- Text zur Analyse
==========

An einer anderen Stelle sagt er: »Nehmt aus einem Dorf einen dummen und feigen Bauernlümmel, und ihr könnt in sechs Monaten einen tapferen Soldaten aus ihm machen; er wird Korpsgeist angenommen haben, er wird Achtung vor sich selber haben und, wenn es nötig sein sollte, frohen Mutes in den Tod gehen.« Auch dies ist, im allgemeinen gesprochen, richtig; die Behauptung ist nicht mehr richtig, wenn man sie auf jeden einzelnen beziehen will; denn wenn sie es wäre, gäbe es keinen Feigling.

Der Verfasser des »Sozialen Systems« scheint, ebenso wie der der »Öffentlichen Glückseligkeit«, überzeugt zu sein, daß die Menschen nur aufgeklärt zu sein brauchen, um vollkommen glücklich zu sein. Überall finde ich bei beiden den Fehler, daß sie ihre Ideen verallgemeinern; aber unser Verfasser spricht sich viel bestimmter aus als der Chevalier. Zweifelsohne tut man sehr wohl daran, den Menschen zu predigen, daß sie ihre Vorurteile und Irrtümer abtun und die Erziehung vervollkommnen sollen. Aber wenn man glaubt, daß die Menschen durch ihre Aufklärung besser oder gar vollkommen werden, daß die Leidenschaften jedes einzelnen nur dank der Erleuchtung durch die Vernunft sich vor den Spekulationen der Philosophie beugen werden, so ist das eine schöne Chimäre, und die tiefgründigen Erörterungen der Herren sinken auf ein Niveau mit den rhetorischen Ausarbeitungen und Redeübungen unserer jungen Philosophiestudenten. Sie werden niemals mit dem Anfang anfangen: nämlich den Menschen in seiner Natur untersuchen und sich wohl vor Augen halten, daß er stets so sein wird, wie er gewesen ist; hierauf die Natur einer Masse von Menschen von der Natur eines Individuums unterscheiden. Die Natur einer Menschenmasse nenne ich das Ergebnis alles dessen, was das Wesen des durch Örtlichkeit, Klima usw. beeinflußten Nationalcharakters ausmacht; dann können wir sagen, wie Herr Gobe-Mouche: »Meine Herren, meine Herren, verständigen wir uns: von der und der Nation will ich Ihnen sprechen.« Aber sie machen es wie die Frau Prokurator von Courbevoie, die Paris nach ihrem Städtchen beurteilte. Sie regieren die Welt nach den Schicklichkeitsbegriffen und Einsichten einer Gesellschaft, eines Häufleins von hundert Personen. Wenn man von den Vorzügen einer Regierung spricht, muß man diese oder jene Nation im Auge haben; denn eine ganz vollkommene Regierung für die Menschen im allgemeinen bilden zu wollen, das ist leeres Gerede, das sind unbestimmte Ideen, die zu nichts führen können. Aber ich will einmal für einen Augenblick annehmen, die Herren hätten das Unmögliche, eine vollkommene Regierung, gefunden; dann müßten sie noch, um sie vollkommen zu erhalten, Josuas Talent haben, die Sonne und den Gang der Ereignisse aufhalten zu können. Der Zustand der Vollkommenheit ist bei allem nur ein Punkt. Ist dieser Punkt erreicht, so muß eine Abnahme beginnen.

==========

- Gesammeltes Material
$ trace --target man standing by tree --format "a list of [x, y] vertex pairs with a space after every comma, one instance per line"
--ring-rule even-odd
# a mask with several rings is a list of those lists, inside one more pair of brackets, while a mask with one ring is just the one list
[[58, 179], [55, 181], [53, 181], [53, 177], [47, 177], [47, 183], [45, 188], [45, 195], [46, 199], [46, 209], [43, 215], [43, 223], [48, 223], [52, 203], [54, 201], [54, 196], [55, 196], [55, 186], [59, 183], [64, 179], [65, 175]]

==========

- Aufgaben bearbeiten
[A] Kopieren Sie aus dem Text über das »Soziale System« wortgetreu den Abschnitt, der mit „An einer anderen“ anfängt und mit „es keinen Feigling.“ aufhört.
[B] Welche Stadt beurteilte die Frau Prokurator von Courbevoie laut dem Text über das »Soziale System« nach ihrem Städtchen?

- Antworten der Reihe
[A]
An einer anderen Stelle sagt er: »Nehmt aus einem Dorf einen dummen und feigen Bauernlümmel, und ihr könnt in sechs Monaten einen tapferen Soldaten aus ihm machen; er wird Korpsgeist angenommen haben, er wird Achtung vor sich selber haben und, wenn es nötig sein sollte, frohen Mutes in den Tod gehen.« Auch dies ist, im allgemeinen gesprochen, richtig; die Behauptung ist nicht mehr richtig, wenn man sie auf jeden einzelnen beziehen will; denn wenn sie es wäre, gäbe es keinen Feigling.

[B] Sie beurteilte Paris nach ihrem Städtchen.